Estórias Made In é uma rubrica do Maisfutebol que aborda o percurso de jogadores e treinadores portugueses no estrangeiro. Há um português a jogar em cada canto do Mundo. Este é o espaço em que relatamos as suas vivências. Sugestões e/ou opiniões para djmarques@tvi.pt, rgouveia@tvi.pt ou vemaia@tvi.pt.
Pedro Amaral seguiu os passos de Cristiano Ronaldo e mudou-se para a Arábia Saudita em janeiro. Para trás, o lateral-esquerdo deixou uma experiência de três anos e meio no Rio Ave, clube com o qual viveu um turbilhão de emoções.
O defesa começou no clube da terra, o Sp. Lourel, e rapidamente chamou a atenção do Benfica. Percorreu os escalões de formação dos encarnados e depois de duas épocas e meia na equipa B, decidiu mudar-se para a Grécia (Panetolikos).
As memórias da formação do Benfica, a mudança para a Arábia Saudita e o impacto de Cristiano Ronaldo na Liga do país. Acompanhe-nos na conversa com Pedro Amaral, jogador do Al Khaleej.
Como é que o futebol entra na vida do Pedro Amaral?
Foi aos 6 anos. Havia um clube [Sporting de Lourel] no sítio onde vivia e os meus pais inscreveram-me lá, longe de saberem que me iria tornar profissional. A ideia era que eu praticasse desporto. As coisas aconteceram naturalmente. Os meus pais nunca exigiram que me tornasse profissional até porque não percebem muito de futebol. Sempre levaram o futebol na desportiva e nunca como se eu tivesse obrigação de ser jogador.
Com que idade foi para o Benfica?
Com 9 anos, o Bruno Maruta falou com o meu pai para eu ir para o Benfica. Fui para o Benfica no ano seguinte, quando tinha dez anos.
Que memórias guarda do período da formação?
Guardo boas memórias. O Benfica teve um papel importante na minha vida. Costumo dizer que tive a educação dos meus pais em casa e a educação que o Benfica me deu. Educou-me muito, não só como jogador. Passámos lá muitas horas todos os dias e teve um papel importante nesse ponto.
Tocou ainda num ponto ao qual é dada cada vez mais importância. Sente que há a preocupação não só de formar jogadores, mas também homens?
Sim, não tenho dúvidas. Com o passar dos anos as coisas vão evoluindo. Quando entrei para o Benfica, as coisas eram de uma forma, mas quando saí, vi como as coisas tinham evoluído. Acho que o Benfica educa, além de formar jogadores. Isso ajuda-nos também na vida fora do futebol.
Ao longo do percurso, quando é que o futebol se tornou mais sério?

## O que fazer
**1.** Segundo a entrevista a Pedro Amaral, com que idade foi ele para o Benfica?
**2.** Traduza para inglês esta frase da entrevista: "Pedro Amaral seguiu os passos de Cristiano Ronaldo e mudou-se para a Arábia Saudita em janeiro."
Os registos provêm de outra fonte.

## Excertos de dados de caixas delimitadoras

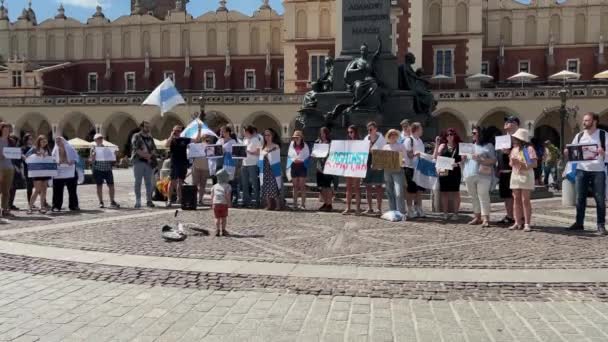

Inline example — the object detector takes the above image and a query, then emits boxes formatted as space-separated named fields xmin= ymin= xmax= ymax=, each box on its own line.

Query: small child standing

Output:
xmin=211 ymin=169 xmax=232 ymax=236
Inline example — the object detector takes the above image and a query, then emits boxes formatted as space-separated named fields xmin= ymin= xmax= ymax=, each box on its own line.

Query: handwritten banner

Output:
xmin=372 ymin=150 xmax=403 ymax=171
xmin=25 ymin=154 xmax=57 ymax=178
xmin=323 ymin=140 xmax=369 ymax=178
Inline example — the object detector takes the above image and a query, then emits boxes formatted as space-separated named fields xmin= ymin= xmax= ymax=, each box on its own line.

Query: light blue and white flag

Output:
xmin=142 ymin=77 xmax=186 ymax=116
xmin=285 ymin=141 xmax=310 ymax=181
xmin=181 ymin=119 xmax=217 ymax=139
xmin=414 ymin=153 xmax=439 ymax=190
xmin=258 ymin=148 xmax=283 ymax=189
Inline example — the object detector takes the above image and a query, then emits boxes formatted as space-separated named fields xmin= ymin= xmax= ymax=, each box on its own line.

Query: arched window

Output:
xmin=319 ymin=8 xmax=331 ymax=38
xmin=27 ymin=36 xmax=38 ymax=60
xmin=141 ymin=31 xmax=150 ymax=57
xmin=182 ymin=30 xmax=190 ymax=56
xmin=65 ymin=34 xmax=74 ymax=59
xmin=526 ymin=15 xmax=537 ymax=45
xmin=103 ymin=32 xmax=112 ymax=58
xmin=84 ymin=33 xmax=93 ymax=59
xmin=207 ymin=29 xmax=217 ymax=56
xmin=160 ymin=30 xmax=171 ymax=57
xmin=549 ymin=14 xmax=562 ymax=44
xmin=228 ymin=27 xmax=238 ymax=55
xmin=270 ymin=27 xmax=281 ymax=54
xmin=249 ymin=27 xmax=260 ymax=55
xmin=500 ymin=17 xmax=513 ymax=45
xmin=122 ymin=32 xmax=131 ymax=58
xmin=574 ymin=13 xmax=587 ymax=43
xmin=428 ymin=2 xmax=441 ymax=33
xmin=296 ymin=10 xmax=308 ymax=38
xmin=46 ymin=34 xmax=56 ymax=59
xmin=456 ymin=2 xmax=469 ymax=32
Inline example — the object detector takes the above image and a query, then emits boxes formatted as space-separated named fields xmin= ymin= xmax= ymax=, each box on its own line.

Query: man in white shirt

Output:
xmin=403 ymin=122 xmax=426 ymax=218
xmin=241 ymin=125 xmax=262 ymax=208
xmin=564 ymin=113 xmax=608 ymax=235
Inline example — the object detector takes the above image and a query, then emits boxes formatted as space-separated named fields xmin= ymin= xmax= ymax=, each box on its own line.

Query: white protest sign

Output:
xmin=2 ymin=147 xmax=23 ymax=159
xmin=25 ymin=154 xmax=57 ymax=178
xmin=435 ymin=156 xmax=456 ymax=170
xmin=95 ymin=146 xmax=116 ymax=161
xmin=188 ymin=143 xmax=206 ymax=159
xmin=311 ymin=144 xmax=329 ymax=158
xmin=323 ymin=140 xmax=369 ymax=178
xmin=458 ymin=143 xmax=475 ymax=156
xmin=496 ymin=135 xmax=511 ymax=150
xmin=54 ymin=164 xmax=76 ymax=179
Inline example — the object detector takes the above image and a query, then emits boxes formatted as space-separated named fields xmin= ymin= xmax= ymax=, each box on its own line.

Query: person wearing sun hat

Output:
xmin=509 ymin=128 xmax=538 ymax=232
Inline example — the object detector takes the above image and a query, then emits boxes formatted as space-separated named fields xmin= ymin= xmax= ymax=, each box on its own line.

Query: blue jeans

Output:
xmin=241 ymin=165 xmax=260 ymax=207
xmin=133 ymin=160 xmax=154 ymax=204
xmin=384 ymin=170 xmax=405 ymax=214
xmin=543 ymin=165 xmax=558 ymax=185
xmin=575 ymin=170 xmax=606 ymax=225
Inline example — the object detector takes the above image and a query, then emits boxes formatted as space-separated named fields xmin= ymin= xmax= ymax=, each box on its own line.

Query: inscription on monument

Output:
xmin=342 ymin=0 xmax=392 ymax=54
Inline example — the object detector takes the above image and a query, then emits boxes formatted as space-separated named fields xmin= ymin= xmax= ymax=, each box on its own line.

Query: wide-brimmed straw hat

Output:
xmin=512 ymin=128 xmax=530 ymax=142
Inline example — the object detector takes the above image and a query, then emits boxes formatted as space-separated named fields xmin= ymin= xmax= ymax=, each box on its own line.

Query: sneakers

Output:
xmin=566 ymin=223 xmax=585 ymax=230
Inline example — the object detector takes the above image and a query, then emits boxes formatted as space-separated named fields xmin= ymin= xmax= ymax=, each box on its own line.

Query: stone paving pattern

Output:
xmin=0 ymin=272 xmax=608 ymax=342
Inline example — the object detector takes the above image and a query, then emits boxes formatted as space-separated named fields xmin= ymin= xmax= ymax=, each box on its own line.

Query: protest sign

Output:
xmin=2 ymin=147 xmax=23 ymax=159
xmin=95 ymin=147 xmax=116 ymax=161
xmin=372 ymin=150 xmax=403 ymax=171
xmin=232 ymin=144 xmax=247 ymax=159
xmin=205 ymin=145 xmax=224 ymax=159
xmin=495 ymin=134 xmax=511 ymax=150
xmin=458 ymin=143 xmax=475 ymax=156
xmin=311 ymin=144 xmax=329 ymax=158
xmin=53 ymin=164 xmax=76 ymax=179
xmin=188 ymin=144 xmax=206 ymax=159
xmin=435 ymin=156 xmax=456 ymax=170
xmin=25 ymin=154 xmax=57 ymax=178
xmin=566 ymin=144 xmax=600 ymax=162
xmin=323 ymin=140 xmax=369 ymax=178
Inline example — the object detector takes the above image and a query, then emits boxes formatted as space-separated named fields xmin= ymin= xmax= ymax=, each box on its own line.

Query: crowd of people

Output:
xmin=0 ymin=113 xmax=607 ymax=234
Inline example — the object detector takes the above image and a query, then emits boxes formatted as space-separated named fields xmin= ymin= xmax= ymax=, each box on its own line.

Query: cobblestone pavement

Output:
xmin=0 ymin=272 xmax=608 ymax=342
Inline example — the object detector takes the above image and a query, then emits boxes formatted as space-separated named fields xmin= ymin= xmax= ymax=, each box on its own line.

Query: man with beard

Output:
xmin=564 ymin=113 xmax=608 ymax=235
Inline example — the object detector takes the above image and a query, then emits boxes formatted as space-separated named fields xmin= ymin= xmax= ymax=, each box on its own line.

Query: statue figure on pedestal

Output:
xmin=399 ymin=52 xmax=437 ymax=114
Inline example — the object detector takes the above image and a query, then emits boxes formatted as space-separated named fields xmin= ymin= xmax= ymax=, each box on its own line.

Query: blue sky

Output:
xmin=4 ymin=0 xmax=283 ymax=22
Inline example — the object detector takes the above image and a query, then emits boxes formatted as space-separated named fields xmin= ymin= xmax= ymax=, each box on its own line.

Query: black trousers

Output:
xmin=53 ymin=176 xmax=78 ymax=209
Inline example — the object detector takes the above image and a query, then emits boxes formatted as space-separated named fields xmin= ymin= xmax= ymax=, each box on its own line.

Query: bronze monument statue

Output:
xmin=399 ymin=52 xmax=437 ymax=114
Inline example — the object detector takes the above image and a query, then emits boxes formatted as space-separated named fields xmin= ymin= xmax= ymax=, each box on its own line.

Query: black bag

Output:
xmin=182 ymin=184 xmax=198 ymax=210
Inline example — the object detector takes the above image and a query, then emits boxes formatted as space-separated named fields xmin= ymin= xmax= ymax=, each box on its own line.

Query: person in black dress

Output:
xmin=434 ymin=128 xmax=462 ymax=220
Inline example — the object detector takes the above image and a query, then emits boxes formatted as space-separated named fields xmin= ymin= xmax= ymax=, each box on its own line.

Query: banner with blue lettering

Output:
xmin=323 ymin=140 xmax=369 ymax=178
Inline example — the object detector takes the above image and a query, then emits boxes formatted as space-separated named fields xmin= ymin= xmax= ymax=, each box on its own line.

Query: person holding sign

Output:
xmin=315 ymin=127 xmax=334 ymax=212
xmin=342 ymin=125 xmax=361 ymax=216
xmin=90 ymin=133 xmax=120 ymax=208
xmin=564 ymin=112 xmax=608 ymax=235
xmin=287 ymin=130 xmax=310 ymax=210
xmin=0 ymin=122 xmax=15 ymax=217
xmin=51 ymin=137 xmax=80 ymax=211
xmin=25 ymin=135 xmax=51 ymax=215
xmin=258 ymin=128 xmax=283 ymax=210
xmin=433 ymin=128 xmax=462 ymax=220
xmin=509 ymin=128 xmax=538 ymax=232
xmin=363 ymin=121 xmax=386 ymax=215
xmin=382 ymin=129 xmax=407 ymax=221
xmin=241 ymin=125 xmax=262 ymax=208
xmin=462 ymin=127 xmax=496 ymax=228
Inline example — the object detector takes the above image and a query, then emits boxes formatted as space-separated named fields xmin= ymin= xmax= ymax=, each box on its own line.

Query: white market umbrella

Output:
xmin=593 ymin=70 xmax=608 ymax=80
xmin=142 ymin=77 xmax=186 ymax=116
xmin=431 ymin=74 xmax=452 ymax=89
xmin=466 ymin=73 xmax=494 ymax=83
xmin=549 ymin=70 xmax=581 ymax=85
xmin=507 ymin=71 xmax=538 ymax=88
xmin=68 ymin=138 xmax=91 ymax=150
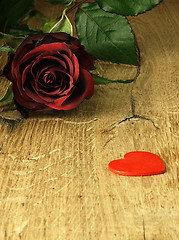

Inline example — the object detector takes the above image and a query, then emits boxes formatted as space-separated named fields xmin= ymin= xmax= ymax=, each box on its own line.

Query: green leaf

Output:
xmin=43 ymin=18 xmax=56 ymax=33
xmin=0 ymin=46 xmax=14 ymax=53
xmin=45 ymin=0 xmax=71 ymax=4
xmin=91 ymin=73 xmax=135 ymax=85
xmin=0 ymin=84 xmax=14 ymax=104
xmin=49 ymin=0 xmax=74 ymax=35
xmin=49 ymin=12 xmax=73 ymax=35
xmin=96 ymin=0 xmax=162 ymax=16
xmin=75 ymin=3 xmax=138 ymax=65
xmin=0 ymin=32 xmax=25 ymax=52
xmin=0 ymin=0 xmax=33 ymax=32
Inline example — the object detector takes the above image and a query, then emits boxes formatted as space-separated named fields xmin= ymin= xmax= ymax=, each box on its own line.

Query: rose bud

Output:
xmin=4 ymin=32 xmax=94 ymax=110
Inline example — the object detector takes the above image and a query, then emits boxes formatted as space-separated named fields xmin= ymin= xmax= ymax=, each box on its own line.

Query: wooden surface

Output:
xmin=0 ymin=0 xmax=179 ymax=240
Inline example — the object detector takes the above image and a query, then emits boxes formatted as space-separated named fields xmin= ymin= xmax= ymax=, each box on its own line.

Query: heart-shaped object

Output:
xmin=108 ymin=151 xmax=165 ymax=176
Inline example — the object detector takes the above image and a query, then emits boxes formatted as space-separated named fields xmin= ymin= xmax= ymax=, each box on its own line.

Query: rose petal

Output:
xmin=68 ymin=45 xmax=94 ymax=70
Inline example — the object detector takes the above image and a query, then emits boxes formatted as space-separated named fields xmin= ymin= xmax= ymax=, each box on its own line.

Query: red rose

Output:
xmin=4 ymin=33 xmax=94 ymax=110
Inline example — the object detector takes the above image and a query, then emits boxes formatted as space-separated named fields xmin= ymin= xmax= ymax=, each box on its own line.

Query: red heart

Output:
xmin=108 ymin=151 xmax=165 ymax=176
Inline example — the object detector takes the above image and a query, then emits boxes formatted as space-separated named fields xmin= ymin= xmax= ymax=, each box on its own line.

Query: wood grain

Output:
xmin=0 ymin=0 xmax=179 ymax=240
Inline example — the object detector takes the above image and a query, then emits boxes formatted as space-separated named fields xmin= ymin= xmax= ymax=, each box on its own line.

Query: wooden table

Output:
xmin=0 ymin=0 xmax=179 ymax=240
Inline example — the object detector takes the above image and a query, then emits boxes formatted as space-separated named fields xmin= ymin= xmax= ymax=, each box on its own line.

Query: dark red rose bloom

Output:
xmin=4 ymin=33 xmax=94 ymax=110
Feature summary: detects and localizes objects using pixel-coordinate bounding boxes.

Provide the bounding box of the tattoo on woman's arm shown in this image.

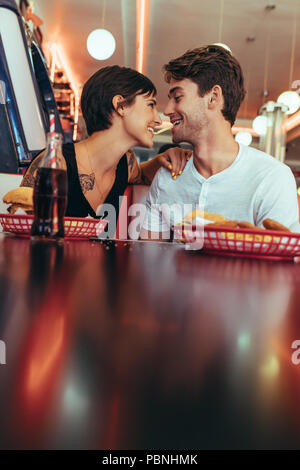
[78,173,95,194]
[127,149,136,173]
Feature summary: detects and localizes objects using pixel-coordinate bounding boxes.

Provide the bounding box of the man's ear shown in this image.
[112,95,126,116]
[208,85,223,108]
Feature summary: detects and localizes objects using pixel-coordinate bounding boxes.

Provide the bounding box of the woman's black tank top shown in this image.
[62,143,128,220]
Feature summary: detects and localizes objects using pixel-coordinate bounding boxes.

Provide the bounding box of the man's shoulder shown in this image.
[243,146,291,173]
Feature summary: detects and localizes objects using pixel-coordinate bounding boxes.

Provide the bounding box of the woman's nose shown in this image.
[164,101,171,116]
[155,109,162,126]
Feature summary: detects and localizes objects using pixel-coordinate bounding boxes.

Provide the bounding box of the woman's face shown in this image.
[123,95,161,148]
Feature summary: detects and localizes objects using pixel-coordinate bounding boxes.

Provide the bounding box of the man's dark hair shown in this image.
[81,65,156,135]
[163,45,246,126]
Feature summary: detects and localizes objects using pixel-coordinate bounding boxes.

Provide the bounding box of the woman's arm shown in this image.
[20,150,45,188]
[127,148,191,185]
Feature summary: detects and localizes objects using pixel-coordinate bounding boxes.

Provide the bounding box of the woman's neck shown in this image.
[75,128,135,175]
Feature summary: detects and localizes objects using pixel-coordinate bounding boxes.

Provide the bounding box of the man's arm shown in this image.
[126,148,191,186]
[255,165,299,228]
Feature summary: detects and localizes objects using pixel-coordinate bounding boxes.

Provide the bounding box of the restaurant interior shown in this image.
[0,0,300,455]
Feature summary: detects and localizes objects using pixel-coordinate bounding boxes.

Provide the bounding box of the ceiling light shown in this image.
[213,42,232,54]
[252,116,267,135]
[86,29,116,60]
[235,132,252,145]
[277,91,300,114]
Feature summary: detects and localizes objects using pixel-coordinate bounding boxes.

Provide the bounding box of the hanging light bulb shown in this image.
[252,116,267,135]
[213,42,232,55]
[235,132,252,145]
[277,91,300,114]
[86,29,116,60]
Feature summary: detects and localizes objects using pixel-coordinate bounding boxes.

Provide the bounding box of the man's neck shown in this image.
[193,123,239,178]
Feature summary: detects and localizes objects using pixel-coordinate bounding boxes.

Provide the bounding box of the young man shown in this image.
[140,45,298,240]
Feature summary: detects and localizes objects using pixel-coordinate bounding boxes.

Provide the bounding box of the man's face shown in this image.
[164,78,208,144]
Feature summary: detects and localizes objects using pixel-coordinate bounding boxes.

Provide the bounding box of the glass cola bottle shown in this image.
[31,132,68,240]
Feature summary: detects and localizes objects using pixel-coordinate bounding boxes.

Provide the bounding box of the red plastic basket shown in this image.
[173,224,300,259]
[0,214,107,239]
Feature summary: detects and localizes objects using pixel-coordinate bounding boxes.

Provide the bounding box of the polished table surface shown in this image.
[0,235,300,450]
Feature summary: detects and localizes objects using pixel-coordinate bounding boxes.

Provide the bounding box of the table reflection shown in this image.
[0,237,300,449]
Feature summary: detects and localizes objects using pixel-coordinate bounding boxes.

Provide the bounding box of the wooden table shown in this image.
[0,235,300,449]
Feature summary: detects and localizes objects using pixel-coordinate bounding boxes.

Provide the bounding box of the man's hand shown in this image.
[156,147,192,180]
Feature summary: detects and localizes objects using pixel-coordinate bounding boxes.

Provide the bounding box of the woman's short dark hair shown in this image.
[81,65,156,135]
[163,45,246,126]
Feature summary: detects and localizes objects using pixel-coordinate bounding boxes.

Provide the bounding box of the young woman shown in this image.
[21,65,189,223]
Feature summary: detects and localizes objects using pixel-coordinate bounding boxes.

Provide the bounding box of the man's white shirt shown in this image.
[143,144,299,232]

## As soluções
**1.** Com dez anos.

**2.** Pedro Amaral followed in Cristiano Ronaldo's footsteps and moved to Saudi Arabia in January.